======== MATERIAL PROVIDED
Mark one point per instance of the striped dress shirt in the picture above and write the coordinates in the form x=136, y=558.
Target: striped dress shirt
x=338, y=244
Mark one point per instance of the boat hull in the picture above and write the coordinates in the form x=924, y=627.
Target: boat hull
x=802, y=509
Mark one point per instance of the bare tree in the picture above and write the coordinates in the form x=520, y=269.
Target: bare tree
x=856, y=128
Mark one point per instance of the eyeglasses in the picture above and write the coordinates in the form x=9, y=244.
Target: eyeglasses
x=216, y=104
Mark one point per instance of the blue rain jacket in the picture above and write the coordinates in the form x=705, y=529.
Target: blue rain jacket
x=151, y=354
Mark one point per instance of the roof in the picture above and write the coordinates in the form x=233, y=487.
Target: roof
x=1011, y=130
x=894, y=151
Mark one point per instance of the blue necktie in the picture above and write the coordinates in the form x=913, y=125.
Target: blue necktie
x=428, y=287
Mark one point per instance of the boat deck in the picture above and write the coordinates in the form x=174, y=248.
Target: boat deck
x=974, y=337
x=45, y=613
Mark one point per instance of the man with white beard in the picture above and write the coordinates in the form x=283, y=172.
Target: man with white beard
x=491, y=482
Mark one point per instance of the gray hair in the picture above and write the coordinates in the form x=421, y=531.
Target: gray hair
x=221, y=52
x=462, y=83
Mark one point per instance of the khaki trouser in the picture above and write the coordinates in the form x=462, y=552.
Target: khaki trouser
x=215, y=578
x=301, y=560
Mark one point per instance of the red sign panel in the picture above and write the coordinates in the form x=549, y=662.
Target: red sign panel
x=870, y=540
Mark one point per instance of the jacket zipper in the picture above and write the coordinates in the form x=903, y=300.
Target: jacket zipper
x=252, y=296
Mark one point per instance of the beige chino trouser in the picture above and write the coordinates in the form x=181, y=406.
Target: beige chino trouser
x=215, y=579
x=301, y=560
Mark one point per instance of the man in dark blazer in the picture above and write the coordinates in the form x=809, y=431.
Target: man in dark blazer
================
*WRITTEN PROBLEM*
Reproduce the rows above verbatim, from the line containing "Mark one point per instance of the boat hull" down through the line containing "x=462, y=83", both included.

*COMPLETE OUTPUT*
Mark one point per instance of the boat hull in the picture above and write the coordinates in the form x=924, y=627.
Target: boat hull
x=802, y=509
Mark one point per instance of the bare tree in the picture above and write the coordinates in the form x=520, y=269.
Target: bare tree
x=856, y=128
Mark one point per instance of the eyeglasses in the picture above and write the coordinates in the form x=9, y=244.
Target: eyeglasses
x=216, y=104
Mark one point per instance of the blue rain jacket in the picture above and write the coordinates in the form x=705, y=529.
Target: blue rain jacket
x=151, y=354
Mark one point per instance of the roof in the picture above and write the coordinates in the form x=233, y=487.
Target: roof
x=1011, y=130
x=894, y=151
Mark one point per instance of the blue necktie in the picture above and write the coordinates in the form x=913, y=125.
Target: blue necktie
x=428, y=287
Mark one point per instance of the boat deck in the picture above and write the coordinates in the form x=174, y=248.
Target: boat deck
x=974, y=337
x=45, y=613
Mark one point per instance of the man with white beard in the picture above and write the coordinates in the form x=283, y=172.
Target: man with white beard
x=491, y=482
Mark one point per instance of the gray hair in the picture above and write the coordinates in the form x=421, y=531.
Target: gray hair
x=221, y=52
x=462, y=83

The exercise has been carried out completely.